TASK DETAILS - Among the records below, find the line that has "The component shall identify every instance of the hair"; from there, give the lines again exactly, and stop after the line that has "the player's thigh".

(Natural-language object grounding data)
== Segment start ==

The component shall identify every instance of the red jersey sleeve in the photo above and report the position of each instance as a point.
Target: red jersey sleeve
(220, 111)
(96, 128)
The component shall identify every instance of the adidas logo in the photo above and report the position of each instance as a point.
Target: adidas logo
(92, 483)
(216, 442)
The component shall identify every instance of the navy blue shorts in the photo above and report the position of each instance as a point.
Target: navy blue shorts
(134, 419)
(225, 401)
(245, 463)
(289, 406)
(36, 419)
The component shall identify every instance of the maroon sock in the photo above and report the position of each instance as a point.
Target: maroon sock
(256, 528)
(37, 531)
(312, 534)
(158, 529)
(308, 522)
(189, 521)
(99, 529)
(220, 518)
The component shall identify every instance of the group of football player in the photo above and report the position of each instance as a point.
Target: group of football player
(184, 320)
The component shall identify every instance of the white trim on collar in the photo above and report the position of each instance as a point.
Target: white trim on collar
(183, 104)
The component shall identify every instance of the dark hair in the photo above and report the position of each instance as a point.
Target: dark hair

== Segment end ==
== Segment start ==

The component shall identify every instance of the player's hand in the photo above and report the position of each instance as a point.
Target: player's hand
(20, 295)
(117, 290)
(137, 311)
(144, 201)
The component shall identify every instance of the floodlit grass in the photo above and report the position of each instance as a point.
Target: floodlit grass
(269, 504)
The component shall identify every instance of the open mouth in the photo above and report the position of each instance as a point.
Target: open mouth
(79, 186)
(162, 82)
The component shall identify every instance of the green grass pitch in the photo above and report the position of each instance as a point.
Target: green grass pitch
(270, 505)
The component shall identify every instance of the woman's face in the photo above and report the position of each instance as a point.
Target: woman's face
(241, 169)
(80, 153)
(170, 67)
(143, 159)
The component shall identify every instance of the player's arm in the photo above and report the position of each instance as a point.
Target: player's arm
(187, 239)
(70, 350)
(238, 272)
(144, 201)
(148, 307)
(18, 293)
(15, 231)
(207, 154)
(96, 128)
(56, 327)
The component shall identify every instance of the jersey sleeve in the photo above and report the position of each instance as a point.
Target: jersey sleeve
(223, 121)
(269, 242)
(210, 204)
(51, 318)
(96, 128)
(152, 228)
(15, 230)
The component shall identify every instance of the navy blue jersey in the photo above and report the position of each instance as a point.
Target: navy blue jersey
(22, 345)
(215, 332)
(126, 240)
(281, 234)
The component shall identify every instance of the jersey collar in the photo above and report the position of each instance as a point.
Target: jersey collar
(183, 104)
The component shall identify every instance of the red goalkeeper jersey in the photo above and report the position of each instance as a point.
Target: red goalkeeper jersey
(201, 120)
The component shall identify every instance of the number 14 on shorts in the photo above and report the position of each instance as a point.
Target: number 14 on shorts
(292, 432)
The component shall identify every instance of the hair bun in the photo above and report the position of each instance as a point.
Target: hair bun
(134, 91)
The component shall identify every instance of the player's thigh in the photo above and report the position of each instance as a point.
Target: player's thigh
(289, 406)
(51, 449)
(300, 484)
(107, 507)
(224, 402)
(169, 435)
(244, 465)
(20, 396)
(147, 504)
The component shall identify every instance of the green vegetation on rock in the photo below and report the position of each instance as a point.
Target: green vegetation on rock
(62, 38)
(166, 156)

== Segment end ==

ANSWER AREA -
The component shall identify every instance of the hair bun in the photo above and report the position of each instance as a point.
Target: hair bun
(134, 91)
The component shall identify every instance of the player's thigh in the photo above and report the position of each instance as a point.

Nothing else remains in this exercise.